**Brief**
Print only the lines below, from the very first to the one containing "the dark blue", exactly as they stand. Do not print pictures.

**Natural-language object grounding data**
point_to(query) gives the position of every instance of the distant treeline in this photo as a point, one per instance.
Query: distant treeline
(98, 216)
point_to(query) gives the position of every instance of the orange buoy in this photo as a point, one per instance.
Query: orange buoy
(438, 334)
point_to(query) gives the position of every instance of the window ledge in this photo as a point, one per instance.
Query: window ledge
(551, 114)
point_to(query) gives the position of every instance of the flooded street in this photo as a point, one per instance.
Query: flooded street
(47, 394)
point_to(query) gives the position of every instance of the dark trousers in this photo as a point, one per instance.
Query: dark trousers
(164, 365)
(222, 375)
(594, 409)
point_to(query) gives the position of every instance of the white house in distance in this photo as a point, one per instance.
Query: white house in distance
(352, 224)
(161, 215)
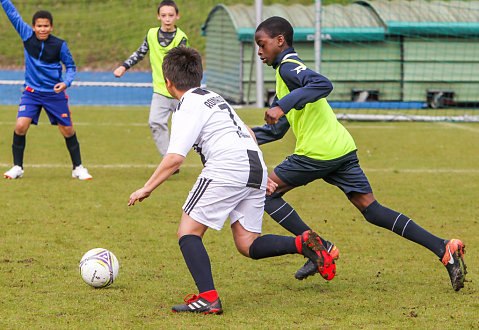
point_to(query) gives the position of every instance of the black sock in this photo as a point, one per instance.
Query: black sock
(284, 214)
(74, 149)
(198, 262)
(402, 225)
(271, 246)
(18, 147)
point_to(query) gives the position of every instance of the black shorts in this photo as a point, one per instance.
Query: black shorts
(343, 172)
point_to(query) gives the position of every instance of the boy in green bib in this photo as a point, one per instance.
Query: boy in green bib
(159, 40)
(325, 150)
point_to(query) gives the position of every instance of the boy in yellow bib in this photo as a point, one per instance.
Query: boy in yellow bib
(325, 150)
(159, 40)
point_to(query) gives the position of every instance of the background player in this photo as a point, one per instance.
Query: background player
(44, 87)
(158, 41)
(325, 150)
(232, 183)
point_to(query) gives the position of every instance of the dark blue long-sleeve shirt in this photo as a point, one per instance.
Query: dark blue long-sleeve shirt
(305, 86)
(43, 58)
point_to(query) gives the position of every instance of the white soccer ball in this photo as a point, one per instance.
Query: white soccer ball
(99, 268)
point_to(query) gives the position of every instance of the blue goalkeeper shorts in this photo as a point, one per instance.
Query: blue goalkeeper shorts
(55, 105)
(343, 172)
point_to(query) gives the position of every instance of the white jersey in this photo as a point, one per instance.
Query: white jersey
(205, 121)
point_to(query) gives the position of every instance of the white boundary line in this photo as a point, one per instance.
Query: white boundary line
(406, 170)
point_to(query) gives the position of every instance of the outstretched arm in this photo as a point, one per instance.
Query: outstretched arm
(168, 165)
(67, 59)
(133, 59)
(305, 85)
(270, 133)
(24, 30)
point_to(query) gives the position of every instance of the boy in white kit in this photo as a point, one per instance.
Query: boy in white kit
(232, 184)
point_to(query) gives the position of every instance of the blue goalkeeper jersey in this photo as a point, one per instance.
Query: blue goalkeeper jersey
(43, 58)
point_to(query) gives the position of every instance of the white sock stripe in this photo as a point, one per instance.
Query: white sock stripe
(286, 216)
(394, 224)
(402, 234)
(279, 208)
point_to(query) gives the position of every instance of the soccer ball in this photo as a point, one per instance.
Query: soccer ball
(99, 268)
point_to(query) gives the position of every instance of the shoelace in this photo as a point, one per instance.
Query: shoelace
(193, 298)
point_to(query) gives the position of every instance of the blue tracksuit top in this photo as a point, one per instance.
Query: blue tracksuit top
(43, 58)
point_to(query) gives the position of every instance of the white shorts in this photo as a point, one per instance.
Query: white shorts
(211, 203)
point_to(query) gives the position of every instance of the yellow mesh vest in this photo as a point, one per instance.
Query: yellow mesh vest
(318, 133)
(157, 53)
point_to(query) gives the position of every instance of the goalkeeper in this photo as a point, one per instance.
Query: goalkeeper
(44, 87)
(158, 41)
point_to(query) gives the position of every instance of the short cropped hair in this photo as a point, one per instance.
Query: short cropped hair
(42, 14)
(183, 67)
(275, 26)
(168, 3)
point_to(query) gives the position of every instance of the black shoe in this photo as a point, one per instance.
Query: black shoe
(454, 262)
(309, 269)
(197, 304)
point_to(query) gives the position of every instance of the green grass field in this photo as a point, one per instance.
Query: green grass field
(48, 221)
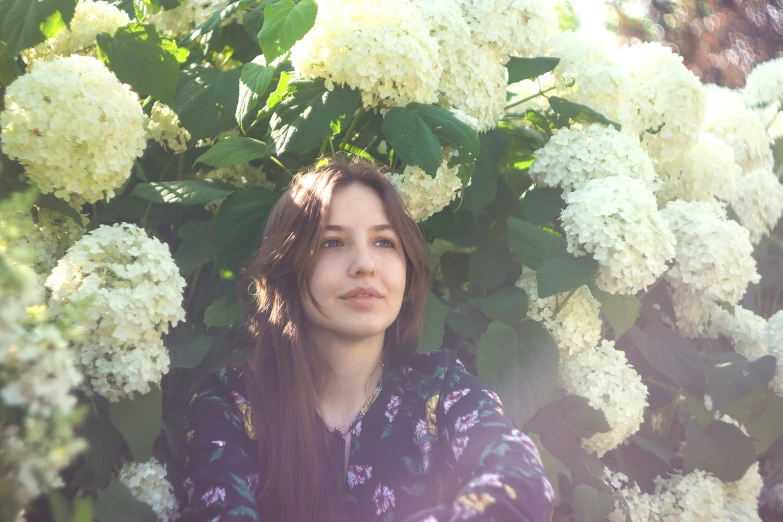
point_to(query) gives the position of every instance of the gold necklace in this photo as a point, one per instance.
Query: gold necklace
(343, 430)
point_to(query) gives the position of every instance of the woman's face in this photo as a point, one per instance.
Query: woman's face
(359, 276)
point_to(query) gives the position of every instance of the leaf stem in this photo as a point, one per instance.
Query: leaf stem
(523, 100)
(347, 137)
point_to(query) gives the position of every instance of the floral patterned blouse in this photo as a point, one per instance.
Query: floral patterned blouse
(434, 446)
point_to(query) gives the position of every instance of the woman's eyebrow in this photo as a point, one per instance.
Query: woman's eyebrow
(375, 228)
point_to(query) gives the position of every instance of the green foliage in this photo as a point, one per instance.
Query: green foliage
(233, 150)
(521, 365)
(284, 24)
(304, 118)
(139, 56)
(117, 504)
(138, 420)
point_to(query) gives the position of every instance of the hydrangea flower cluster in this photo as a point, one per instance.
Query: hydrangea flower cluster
(694, 497)
(617, 220)
(90, 19)
(589, 63)
(164, 127)
(707, 171)
(774, 338)
(148, 483)
(572, 157)
(136, 293)
(39, 372)
(758, 202)
(388, 54)
(480, 96)
(74, 126)
(512, 27)
(424, 195)
(577, 325)
(669, 98)
(702, 260)
(604, 377)
(731, 120)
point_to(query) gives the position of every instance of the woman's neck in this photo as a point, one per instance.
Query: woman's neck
(354, 371)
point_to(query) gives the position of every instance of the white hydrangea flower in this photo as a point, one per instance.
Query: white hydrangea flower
(758, 202)
(479, 95)
(617, 220)
(589, 62)
(186, 16)
(572, 157)
(74, 126)
(241, 175)
(387, 53)
(774, 338)
(424, 195)
(702, 260)
(577, 326)
(746, 331)
(148, 483)
(668, 97)
(136, 290)
(512, 27)
(604, 377)
(706, 171)
(732, 121)
(164, 127)
(90, 19)
(692, 309)
(764, 85)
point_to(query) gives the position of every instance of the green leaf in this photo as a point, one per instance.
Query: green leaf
(484, 182)
(22, 21)
(187, 348)
(591, 505)
(521, 365)
(528, 68)
(138, 420)
(303, 119)
(210, 24)
(238, 225)
(532, 245)
(451, 130)
(233, 150)
(140, 57)
(490, 264)
(578, 112)
(542, 205)
(206, 100)
(284, 24)
(672, 355)
(412, 139)
(620, 310)
(116, 503)
(720, 448)
(509, 304)
(105, 444)
(434, 325)
(52, 202)
(253, 83)
(9, 69)
(188, 192)
(564, 273)
(222, 313)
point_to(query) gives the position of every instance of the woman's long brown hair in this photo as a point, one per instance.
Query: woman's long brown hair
(285, 376)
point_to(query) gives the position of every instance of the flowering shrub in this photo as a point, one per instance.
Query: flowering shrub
(601, 204)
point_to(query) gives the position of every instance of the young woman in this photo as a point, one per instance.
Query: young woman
(335, 417)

**Written response**
point_to(query) gives the position of every instance of the distant treeline in this photo as a point, one per instance.
Query: distant treeline
(98, 216)
point_to(query) gives the position of every instance of the orange buoy in this photo as a point, one per instance.
Query: orange buoy
(438, 334)
point_to(query) gives the position of every instance of the window ledge in this photo as a point, one per instance.
Query: window ledge
(551, 114)
point_to(query) gives the position of every instance of the flooded street in this photo as a point, one per instance.
Query: flooded street
(47, 394)
point_to(query) gives the position of every instance of the dark trousers in this photo as a point, one per instance.
Query: dark trousers
(164, 365)
(222, 375)
(594, 409)
point_to(query) gives the position of every instance of the white house in distance in this photo as a point, one per instance.
Query: white house in distance
(352, 224)
(161, 215)
point_to(query) gives the position of every instance of the black sock in this photo as a point, one per instance.
Query: black sock
(284, 214)
(74, 149)
(198, 262)
(402, 225)
(271, 246)
(18, 147)
point_to(query) gives the position of every instance of the black shorts in this photo as a point, one per instance.
Query: black shorts
(343, 172)
point_to(query) gives the position of every instance of the boy in green bib in this photo as a point, one per instance.
Query: boy in green bib
(159, 40)
(325, 150)
point_to(query) gives the position of every instance of the boy in yellow bib in this photo as a point, one per instance.
Query: boy in yellow bib
(325, 150)
(159, 40)
point_to(query) gives the position of every instance of the background player in this photo as a point, one per instance.
Query: background player
(44, 87)
(158, 41)
(325, 150)
(232, 183)
point_to(query) gives the position of every instance of the dark blue long-sleeve shirt in this photo as a point, one per instance.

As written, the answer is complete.